Document excerpt:
■ ■ ■

On 03/12/2015 02:42 PM, Robert Kern wrote:
> On Thu, Mar 12, 2015 at 1:31 PM, Johannes Kulick
>  > wrote:
>>
>> Hello,
>>
>> I wonder if it would be worth to enhance max, min, argmax and argmin
> (more?)
>> with a tie breaking parameter: If multiple entries have the same value
> the first
>> value is returned by now. It would be useful to have a parameter to
> alter this
>> behavior to an arbitrary tie-breaking. I would propose, that the
> tie-breaking
>> function gets a list with all indices of the max/mins.
>>
>> Example:
>> >>> a = np.array([ 1, 2, 5, 5, 2, 1])
>> >>> np.argmax(a, tie_breaking=random.choice)
>> 3
>>
>> >>> np.argmax(a, tie_breaking=random.choice)
>> 2
>>
>> >>> np.argmax(a, tie_breaking=random.choice)
>> 2
>>
>> >>> np.argmax(a, tie_breaking=random.choice)
>> 2
>>
>> >>> np.argmax(a, tie_breaking=random.choice)
>> 3
>>
>> Especially for some randomized experiments it is necessary that not
> always the
>> first maximum is returned, but a random optimum. Thus I end up writing
> these
>> things over and over again.

■ ■ ■

Can you reproduce the mailing-list message above about adding a tie-breaking parameter to argmax word for word, from start to finish?

Data supplied:
■ ■ ■

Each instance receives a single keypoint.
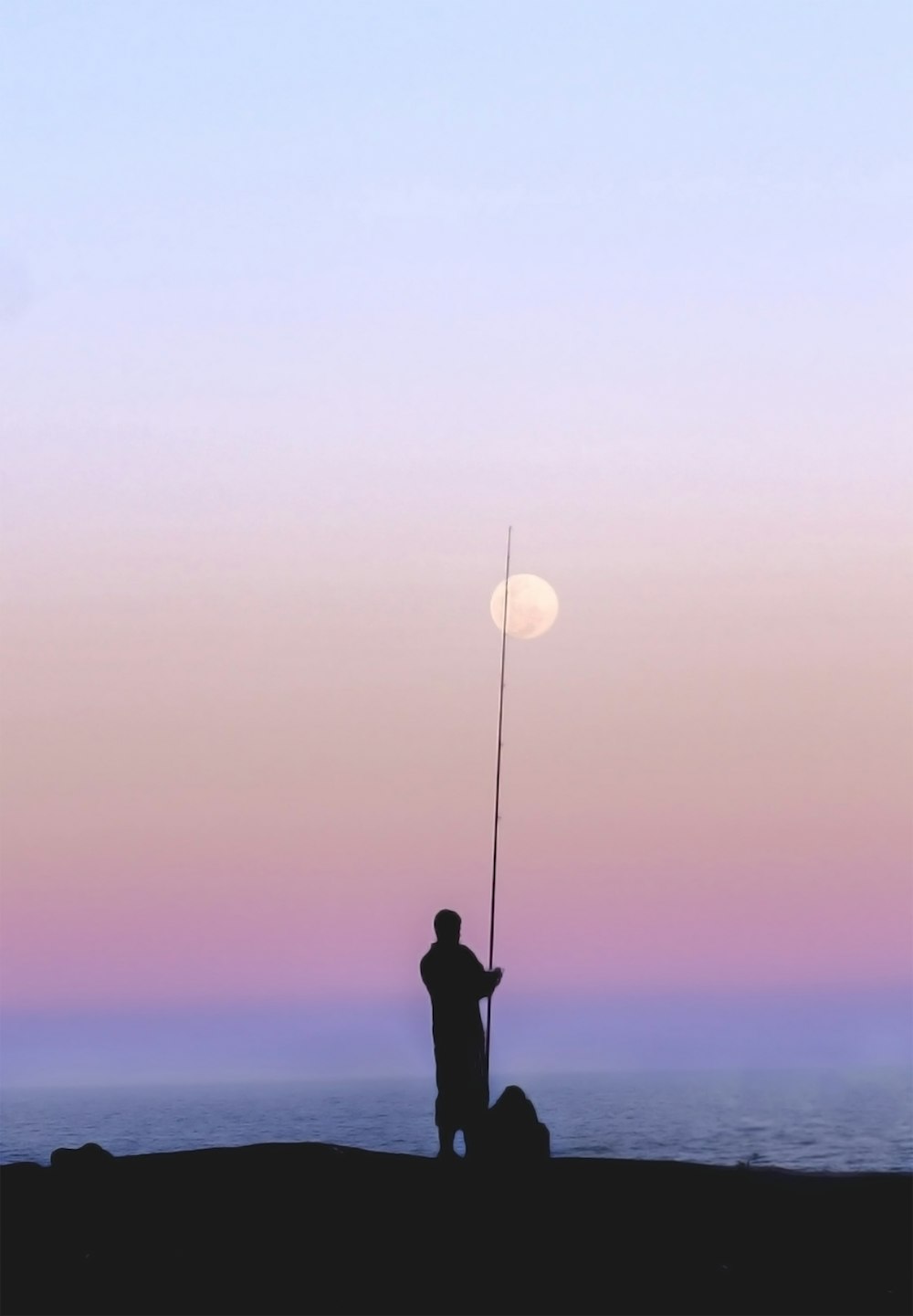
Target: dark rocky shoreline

■ ■ ■

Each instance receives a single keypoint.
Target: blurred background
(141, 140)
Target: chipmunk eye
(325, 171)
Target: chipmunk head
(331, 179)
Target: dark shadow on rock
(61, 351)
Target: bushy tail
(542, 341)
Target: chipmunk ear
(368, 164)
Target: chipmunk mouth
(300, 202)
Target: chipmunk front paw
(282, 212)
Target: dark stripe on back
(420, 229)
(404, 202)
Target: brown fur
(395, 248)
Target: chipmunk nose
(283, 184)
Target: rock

■ ■ ■

Final answer:
On 03/12/2015 02:42 PM, Robert Kern wrote:
> On Thu, Mar 12, 2015 at 1:31 PM, Johannes Kulick
>  > wrote:
>>
>> Hello,
>>
>> I wonder if it would be worth to enhance max, min, argmax and argmin
> (more?)
>> with a tie breaking parameter: If multiple entries have the same value
> the first
>> value is returned by now. It would be useful to have a parameter to
> alter this
>> behavior to an arbitrary tie-breaking. I would propose, that the
> tie-breaking
>> function gets a list with all indices of the max/mins.
>>
>> Example:
>> >>> a = np.array([ 1, 2, 5, 5, 2, 1])
>> >>> np.argmax(a, tie_breaking=random.choice)
>> 3
>>
>> >>> np.argmax(a, tie_breaking=random.choice)
>> 2
>>
>> >>> np.argmax(a, tie_breaking=random.choice)
>> 2
>>
>> >>> np.argmax(a, tie_breaking=random.choice)
>> 2
>>
>> >>> np.argmax(a, tie_breaking=random.choice)
>> 3
>>
>> Especially for some randomized experiments it is necessary that not
> always the
>> first maximum is returned, but a random optimum. Thus I end up writing
> these
>> things over and over again.